→ **Quoted text**:
-------------------------
# A few inshore questions



## Ajerv (Oct 3, 2007)

Can someone offer some *answers* to the following questions:

When throwing a jig with a Gulp swim shad(grass flats, docks), how do you avoid *bringing back grass* on the jig in 3-5 ft of water?

When fishing the docks, I always want to use the smallest flourocarbon leader, but a big red will run to the pilings and *cut me off* on the barnacles. *Will 30+ lb. flouro spook them* and will it prevent cut offs under the above circumstances??

When using popping cork *how long do you like the leader* fron the cork to the hook?

When using a popping cork, how do you rate a *DOA glow shrimp(white)* to a *Gulp* shrimp. Does the Gulp catch more fish? If not, DOA saves money!!!

Thanks....all opinions are welcome!!!

PS: I found the mercedes of popping corks: Pogeaux Pop™
No. 2 XXS by Bayou Buck Lures............. no bend wire and spring
http://www.bayoubucklures.com/saltwater-fishing-lures-5.htm
http://www.bayoubucklures.com/fishing-lures-2008/popping-cork-xxs-L.jpg


----------



## Chris Phillips (Oct 1, 2007)

1. You can use the gulp jerk shad or swimming baits like a bass worm. We use Mustad impact hooks and bullet weights. I actually rarely use a jerk shad with a jig head. 

2. It just depends how skittish the fish are on the dock, I do often use 30 pound leader when dock fishing though. 

3. It completely depends on the depth of the water. If your on the grass flats in 4-5 foot of water use a 2-3 foot leader with a popping cork. 

4. In my opinion DOA does not compare to Gulp most of the time, but when the pinfish get bad its not a bad idea.


----------



## c141navg8r (Oct 5, 2009)

When throwing a jig with a Gulp swim shad(grass flats, docks), how do you avoid *bringing back grass* on the jig in 3-5 ft of water? I like to rig a weedless, weighted hook. Never tried the shad...swim tails, gulp, scented shrimp have worked well.
-------------------------
→ **Excerpted records**:

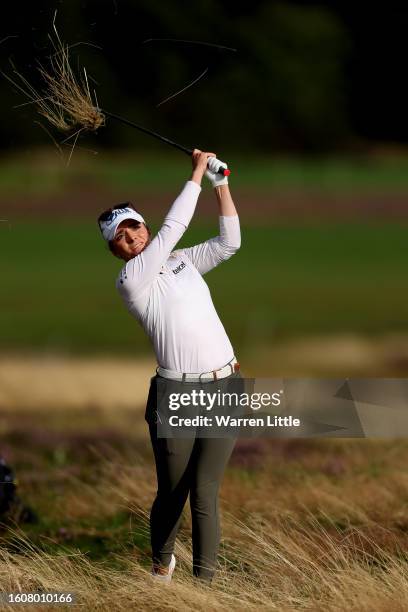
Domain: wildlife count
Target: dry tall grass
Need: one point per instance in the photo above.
(317, 547)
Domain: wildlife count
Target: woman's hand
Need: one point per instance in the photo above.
(200, 160)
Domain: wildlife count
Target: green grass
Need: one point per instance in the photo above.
(58, 289)
(45, 172)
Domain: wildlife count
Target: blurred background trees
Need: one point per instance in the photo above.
(306, 77)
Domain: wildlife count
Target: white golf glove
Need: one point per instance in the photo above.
(216, 179)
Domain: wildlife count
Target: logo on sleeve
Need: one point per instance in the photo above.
-------------------------
→ **Required actions**:
A. Count the lines in the listing that contain the string "Target". Reply with the number alone.
B. Extend the inshore fishing thread by writing what comes after its final sentence.
The listing has no connection to the inshore fishing thread.

→ **Results in order**:
A. 6

B.
When fishing the docks, I always want to use the smallest flourocarbon leader, but a big red will run to the pilings and *cut me off* on the barnacles. *Will 30+ lb. flouro spook them* and will it prevent cut offs under the above circumstances?? I've used 20lb flourocarbon and never had an issue...gotta be bit aggresive early, but doesn't take much to clear.

When using popping cork *how long do you like the leader* fron the cork to the hook? Find the fish first via other options and verify depth...then I'd target that depth about a foot higher with the leader. Jighead on the end (with a rage/swim tail or gulp) can create more movement and reaction strikes.

When using a popping cork, how do you rate a *DOA glow shrimp(white)* to a *Gulp* shrimp. Does the Gulp catch more fish? If not, DOA saves money!!! Never tried the glow shrimp. Some luck with DOA, but Gulps are hard to beat.

Tight Lines....


----------



## jim t (Sep 30, 2007)

Be aware that "june grass" is horrible right now because of the lack of rain. We need a good storm system to come in and "flush" the bays.

There are different rigs to avoid weeds.

Google "weedless hooks".

DOA colors? I like darker colors in darker water (think of a fish in the water... will he see a lighter color, or will he see a darker shadow?)

In clearer water I try more lighter colors.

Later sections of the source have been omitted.